Stated problem: Give back only the lines from the one with "Ground suv wheel" through the last line of the data, exactly as they appear.

Saved data entries
········
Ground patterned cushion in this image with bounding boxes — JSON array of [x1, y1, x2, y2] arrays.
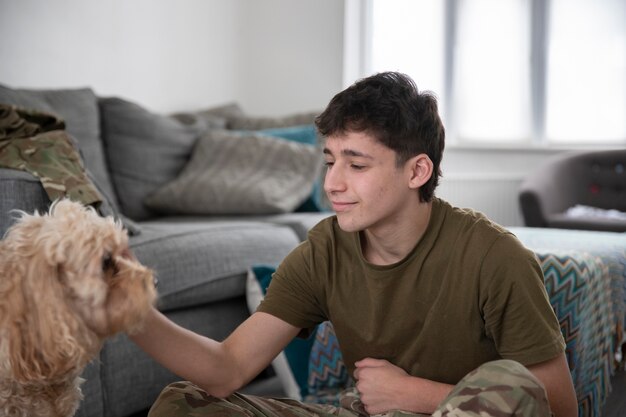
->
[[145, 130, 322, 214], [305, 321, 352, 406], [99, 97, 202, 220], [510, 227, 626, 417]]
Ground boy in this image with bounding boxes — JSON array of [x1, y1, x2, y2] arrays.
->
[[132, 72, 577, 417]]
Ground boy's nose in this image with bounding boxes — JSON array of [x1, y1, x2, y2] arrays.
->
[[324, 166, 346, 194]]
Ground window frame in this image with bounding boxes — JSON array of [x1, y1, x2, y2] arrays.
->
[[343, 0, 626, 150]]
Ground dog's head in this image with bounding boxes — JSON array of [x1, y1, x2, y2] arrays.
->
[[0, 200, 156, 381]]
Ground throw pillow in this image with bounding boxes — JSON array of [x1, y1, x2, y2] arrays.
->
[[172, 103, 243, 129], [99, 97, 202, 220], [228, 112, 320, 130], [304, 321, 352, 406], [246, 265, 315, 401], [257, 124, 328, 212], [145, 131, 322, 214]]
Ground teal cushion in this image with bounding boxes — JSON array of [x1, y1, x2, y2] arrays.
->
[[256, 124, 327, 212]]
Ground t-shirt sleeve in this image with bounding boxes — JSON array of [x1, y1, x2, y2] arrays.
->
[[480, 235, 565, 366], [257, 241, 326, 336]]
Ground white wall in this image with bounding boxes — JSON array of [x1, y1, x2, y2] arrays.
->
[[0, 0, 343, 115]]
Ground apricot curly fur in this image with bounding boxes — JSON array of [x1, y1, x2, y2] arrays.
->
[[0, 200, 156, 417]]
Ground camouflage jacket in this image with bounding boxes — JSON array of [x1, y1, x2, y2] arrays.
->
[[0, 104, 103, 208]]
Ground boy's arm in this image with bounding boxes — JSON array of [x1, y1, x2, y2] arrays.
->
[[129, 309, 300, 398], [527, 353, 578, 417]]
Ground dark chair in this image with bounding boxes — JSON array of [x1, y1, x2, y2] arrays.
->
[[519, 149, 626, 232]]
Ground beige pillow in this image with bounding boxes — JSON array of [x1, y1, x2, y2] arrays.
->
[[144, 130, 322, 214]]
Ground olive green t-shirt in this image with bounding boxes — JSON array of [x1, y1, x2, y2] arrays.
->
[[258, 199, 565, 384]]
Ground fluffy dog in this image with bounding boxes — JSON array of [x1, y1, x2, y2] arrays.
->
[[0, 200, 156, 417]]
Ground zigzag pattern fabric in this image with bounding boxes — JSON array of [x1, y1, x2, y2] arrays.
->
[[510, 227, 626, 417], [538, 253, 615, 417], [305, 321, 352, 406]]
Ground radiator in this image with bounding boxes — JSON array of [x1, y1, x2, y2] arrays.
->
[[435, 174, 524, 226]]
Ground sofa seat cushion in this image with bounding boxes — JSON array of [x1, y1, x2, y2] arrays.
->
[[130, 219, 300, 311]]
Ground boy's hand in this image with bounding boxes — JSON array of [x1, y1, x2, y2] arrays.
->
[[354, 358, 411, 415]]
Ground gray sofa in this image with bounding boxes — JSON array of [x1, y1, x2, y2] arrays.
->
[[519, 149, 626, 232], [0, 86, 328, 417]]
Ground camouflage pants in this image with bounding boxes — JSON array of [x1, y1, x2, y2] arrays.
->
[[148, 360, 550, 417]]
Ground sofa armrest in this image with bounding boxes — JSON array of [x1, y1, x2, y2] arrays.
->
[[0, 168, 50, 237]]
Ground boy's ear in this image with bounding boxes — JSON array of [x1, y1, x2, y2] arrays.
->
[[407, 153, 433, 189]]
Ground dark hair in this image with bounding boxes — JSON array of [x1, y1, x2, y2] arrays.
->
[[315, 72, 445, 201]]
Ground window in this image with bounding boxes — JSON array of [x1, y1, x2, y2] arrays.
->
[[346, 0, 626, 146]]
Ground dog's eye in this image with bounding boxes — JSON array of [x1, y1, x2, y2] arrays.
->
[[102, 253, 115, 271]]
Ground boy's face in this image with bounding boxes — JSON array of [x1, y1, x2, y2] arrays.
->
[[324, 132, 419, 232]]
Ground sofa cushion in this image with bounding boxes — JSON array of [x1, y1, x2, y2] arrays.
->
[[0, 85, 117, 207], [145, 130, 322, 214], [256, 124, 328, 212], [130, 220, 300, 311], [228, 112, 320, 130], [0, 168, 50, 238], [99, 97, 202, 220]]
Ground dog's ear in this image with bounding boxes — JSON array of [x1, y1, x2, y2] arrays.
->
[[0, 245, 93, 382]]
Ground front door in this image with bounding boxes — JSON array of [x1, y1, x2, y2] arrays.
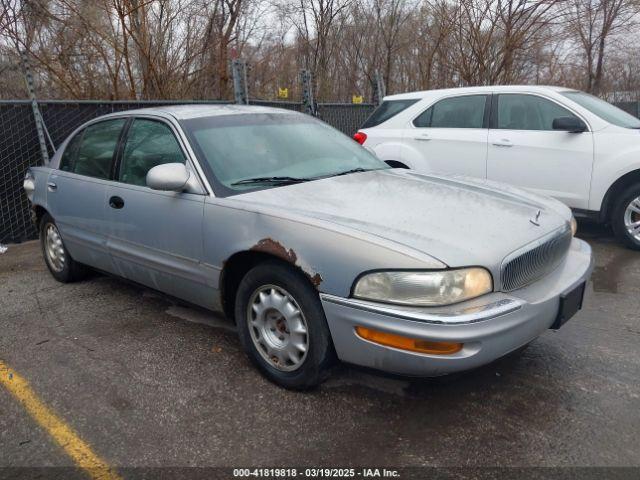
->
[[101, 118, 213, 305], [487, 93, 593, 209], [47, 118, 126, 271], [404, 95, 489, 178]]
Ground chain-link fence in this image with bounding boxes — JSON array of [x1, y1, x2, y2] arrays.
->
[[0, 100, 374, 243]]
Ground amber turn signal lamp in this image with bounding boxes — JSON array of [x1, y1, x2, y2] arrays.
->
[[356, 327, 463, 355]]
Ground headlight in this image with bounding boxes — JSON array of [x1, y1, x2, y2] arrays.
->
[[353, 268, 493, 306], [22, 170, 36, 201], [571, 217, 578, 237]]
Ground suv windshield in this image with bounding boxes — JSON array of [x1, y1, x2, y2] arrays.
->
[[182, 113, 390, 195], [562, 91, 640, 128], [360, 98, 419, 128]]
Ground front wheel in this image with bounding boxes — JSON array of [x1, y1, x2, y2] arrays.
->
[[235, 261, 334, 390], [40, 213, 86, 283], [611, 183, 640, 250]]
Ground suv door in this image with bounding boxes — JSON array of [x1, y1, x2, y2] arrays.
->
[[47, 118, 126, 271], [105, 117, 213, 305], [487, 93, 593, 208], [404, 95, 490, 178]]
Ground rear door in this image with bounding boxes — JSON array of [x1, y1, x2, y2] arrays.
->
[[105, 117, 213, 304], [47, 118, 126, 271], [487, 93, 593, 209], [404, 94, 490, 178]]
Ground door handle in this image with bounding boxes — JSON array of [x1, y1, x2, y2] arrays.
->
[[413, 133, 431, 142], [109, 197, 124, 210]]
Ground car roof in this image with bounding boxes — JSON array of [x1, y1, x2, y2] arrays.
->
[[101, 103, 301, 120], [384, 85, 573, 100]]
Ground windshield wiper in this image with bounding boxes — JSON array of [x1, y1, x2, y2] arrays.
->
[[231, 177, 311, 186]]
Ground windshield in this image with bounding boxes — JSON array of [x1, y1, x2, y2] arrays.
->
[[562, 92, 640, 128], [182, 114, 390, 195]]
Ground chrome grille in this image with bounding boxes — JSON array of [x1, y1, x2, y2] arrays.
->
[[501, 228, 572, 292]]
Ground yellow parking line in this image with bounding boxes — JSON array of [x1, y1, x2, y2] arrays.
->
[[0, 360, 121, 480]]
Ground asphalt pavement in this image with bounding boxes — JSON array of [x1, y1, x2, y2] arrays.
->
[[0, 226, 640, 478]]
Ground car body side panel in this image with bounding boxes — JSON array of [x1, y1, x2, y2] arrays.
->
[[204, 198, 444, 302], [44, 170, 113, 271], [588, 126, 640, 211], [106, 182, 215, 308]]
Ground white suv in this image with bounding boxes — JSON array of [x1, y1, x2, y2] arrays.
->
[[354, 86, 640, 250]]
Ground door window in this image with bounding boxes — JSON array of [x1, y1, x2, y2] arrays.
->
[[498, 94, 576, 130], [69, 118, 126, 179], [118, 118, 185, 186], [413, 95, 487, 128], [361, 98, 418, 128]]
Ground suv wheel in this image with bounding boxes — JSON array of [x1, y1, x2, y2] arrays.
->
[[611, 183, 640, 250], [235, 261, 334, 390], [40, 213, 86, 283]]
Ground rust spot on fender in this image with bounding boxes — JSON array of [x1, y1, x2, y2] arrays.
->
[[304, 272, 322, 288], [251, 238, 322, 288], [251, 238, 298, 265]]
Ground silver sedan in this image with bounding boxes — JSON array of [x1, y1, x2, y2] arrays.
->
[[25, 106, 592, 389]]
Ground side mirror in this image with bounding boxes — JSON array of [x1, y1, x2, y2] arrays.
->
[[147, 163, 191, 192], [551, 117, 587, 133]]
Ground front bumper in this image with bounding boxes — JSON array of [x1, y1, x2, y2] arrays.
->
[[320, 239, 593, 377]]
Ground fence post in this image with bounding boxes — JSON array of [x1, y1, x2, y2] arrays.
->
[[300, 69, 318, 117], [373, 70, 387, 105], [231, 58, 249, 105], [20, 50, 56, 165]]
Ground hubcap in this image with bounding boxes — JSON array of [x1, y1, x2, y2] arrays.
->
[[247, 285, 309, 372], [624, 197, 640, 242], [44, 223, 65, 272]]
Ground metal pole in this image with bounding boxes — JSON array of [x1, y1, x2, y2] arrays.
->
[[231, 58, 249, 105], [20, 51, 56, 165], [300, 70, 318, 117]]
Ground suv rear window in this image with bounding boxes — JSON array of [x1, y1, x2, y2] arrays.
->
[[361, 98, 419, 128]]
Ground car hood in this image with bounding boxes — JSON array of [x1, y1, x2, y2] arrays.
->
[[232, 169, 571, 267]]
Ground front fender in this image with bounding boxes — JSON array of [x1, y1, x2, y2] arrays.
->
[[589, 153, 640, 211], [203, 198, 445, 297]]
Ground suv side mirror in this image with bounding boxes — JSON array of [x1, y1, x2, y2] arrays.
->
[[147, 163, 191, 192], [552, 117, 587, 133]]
········
Correct response:
Ground suv wheel in this image with bounding boxes — JSON array of [x1, y1, x2, y2] arrays.
->
[[611, 183, 640, 250], [235, 261, 334, 390], [40, 213, 86, 283]]
Ground rust spot on fender in this image with bounding boxes — JSON array of [x1, y1, x2, y2] arrays.
->
[[304, 272, 322, 288], [251, 238, 322, 288], [251, 238, 298, 265]]
Ground silver sedan in this image with bounding boxes — JSON array of [x1, y1, x2, y2] arrays.
->
[[25, 106, 592, 389]]
Ground side mirror in this image with bounding boxes — JSON array of [x1, y1, x2, y2] arrays.
->
[[147, 163, 191, 192], [551, 117, 587, 133]]
Ground front bumper in this image with bounding boxes — JSON array of [x1, y1, x2, y2] arrays.
->
[[320, 239, 593, 377]]
Ground fence post in this image with bounding boxes — JSON array of [x1, y1, x2, y2] arrays.
->
[[300, 69, 318, 117], [373, 70, 387, 105], [231, 58, 249, 105], [20, 50, 56, 165]]
Ground hubcap in this image with bounding boxes — JSON array of [x1, y1, x2, y2] arrays.
->
[[247, 285, 309, 372], [624, 197, 640, 242], [44, 223, 65, 272]]
Ground metal pole in this image with bounding boxes — JSON array of [x1, y1, x2, y2] arrays.
->
[[231, 58, 249, 105], [20, 51, 56, 165], [300, 70, 318, 117]]
Ground suv rear window in this image with bounding boxes — JSON array of [x1, y1, x2, y2] arrays.
->
[[361, 98, 419, 128]]
Ground car hood in this image with bounding boxes — JSON array of [x1, y1, x2, y2] arrays.
->
[[232, 169, 571, 267]]
Ground front fender in this image with bounding boxes — JSON array of [x1, y1, x2, y2] arrays.
->
[[589, 153, 640, 211], [203, 198, 445, 297]]
Ground suv side mirror in this image with bounding boxes — JSON array of [x1, y1, x2, y2] arrays.
->
[[147, 163, 191, 192], [552, 117, 587, 133]]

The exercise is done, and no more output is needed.